▶ [PAGE]:
Request Review of draft-ietf-rtgwg-enterprise-pa-multihoming
Requested revision No specific revision (document currently at 12)
Type Last Call Review
Team General Area Review Team (Gen-ART) (genart)
Deadline 2019-06-04
Requested 2019-05-21
Authors Fred Baker , Chris Bowers , Jen Linkova
I-D last updated 2019-06-04
Completed reviews Rtgdir Last Call review of -07 by Nicolai Leymann (diff)
Genart Last Call review of -08 by Pete Resnick (diff)
Tsvart Last Call review of -08 by Michael Tüxen (diff)
Assignment Reviewer Pete Resnick
State Completed
Request Last Call review on draft-ietf-rtgwg-enterprise-pa-multihoming by General Area Review Team (Gen-ART) Assigned
Posted at https://mailarchive.ietf.org/arch/msg/gen-art/B7b1iilJw69JefWiDFcolYWJZ6Q
Reviewed revision 08 (document currently at 12)
Result Almost ready
Completed 2019-06-04
review-ietf-rtgwg-enterprise-pa-multihoming-08-genart-lc-resnick-2019-06-04-00
I am the assigned Gen-ART reviewer for this draft. The General Area
Review Team (Gen-ART) reviews all IETF documents being processed
by the IESG for the IETF Chair.  Please treat these comments just
like any other last call comments.

For more information, please see the FAQ at

<https://trac.ietf.org/trac/gen/wiki/GenArtfaq>.

Document: draft-ietf-rtgwg-enterprise-pa-multihoming-08
Reviewer: Pete Resnick
Review Date: 2019-06-04
IETF LC End Date: 2019-06-04
IESG Telechat date: Not scheduled for a telechat

Summary: Almost Ready.

I found this overall to be an excellent document with clear technical
explanations that even an upper-layer knucklehead like me could understand.
However, there a couple of issues could use more discussion. I put them as
"Minor issues", in that they're not showstoppers, but I do think they're
important and hope you'll be able to address them.

Major issues:

None.

Minor issues:

Throughout, but particularly in section 5, this document refers to "hosts"
doing address selection. To be fair, so does RFC 6724, but 6724 is referring to
*default* address selection. In reality, *applications* do address selection on
a host; the host stack will only do address selection if the application
requests a default address. That works well for the scenarios in 6724, but in
this document, for example section 5.2.3, I'm not so sure. The idea that a host
would receive an ICMP destination unreachable and re-arrange its address
selection seems at least an incomplete picture: An application with a (normal,
non-multi-path) TCP connection to a remote application is not able to "try
another source address to reach the destination"; the source address is already
set for that TCP connection, so the only choice is to close the connection
entirely. If the application chooses to re-establish the connection with a
default address, yes, the host stack could then give a new default address back
to the application, but this is hardly the dynamic and quickly adjusting
process that the document seems to be envisioning.

I don't think the above invalidates the core of the document or requires some
grand rewrite. But I do think some clarification is in order, saying that the
mechanisms described help with the *default* address selection, and some short
discussion of the limitations for what applications can (and more importantly
cannot) do with these mechanisms would be useful.

My suspicion is that section 7.3 underestimates the availability (current and
future) of multipath transport. Apple is using it now in production, and Linux
already has it in their implementation. I think this is actually a reasonable
possible solution in the future, and I would be a little more optimistic than
the WG in this section.

Nits/editorial comments:

Two editorial bits in section 1:

   This document defines routing requirements for enterprise multihoming
   using provider-assigned IPv6 addresses.  We have made no attempt to
   write these requirements in a manner that is agnostic to potential
   solutions.  Instead, this document focuses on the following general
   class of solutions.

Is that second sentence right? If you are giving a general class of solutions,
that seems agnostic to the particular solution. Just a bit confusing.

   A host SHOULD be able respond dynamically...

Do you mean "is expected to" instead of "SHOULD"? "SHOULD" seems overdone.

▶ [COMPLETE THE FOLLOWING]:
1 - Rewrite the paragraph of the review that begins "My suspicion is that section 7.3" in fewer words, keeping its main facts.
2 - Find every line in the records below that contains the word "pink", and copy each of those lines.

▶ [RECORDS TO PROCESS]:
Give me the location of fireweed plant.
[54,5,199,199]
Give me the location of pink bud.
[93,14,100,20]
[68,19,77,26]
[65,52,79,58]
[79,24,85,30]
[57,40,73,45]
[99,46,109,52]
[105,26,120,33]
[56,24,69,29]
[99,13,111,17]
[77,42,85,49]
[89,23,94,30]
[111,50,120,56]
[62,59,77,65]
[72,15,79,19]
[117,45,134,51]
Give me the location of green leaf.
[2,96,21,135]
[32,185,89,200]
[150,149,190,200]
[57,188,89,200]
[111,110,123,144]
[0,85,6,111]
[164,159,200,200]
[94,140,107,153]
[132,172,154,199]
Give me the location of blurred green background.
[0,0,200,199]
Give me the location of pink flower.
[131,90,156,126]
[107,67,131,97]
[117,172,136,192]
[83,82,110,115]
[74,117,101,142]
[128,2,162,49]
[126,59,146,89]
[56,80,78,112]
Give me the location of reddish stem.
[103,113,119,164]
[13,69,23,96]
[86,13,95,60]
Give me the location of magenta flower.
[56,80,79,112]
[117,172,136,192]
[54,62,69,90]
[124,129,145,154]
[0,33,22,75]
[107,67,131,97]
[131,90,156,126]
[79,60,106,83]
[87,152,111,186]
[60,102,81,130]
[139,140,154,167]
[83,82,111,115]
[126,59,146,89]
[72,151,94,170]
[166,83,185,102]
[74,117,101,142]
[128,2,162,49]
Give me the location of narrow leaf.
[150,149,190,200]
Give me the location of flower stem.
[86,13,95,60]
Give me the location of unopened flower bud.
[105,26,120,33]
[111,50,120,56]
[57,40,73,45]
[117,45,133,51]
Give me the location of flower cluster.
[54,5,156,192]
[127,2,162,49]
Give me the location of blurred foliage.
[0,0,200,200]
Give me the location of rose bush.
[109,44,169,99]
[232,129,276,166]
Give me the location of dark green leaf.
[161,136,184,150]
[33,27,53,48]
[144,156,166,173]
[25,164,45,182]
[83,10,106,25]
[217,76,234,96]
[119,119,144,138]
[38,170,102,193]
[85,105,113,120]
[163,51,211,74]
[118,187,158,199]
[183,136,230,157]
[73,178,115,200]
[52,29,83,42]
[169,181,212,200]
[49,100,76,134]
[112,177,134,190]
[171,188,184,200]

▶ [TASK ANSWERS]:
1 - The reviewer suspects section 7.3 underestimates how available multipath transport is and will be. Apple already uses it in production, and Linux includes it in its implementation. The reviewer considers it a reasonable possible future solution and is more optimistic about it than the WG.

2 -
Give me the location of pink bud.
Give me the location of pink flower.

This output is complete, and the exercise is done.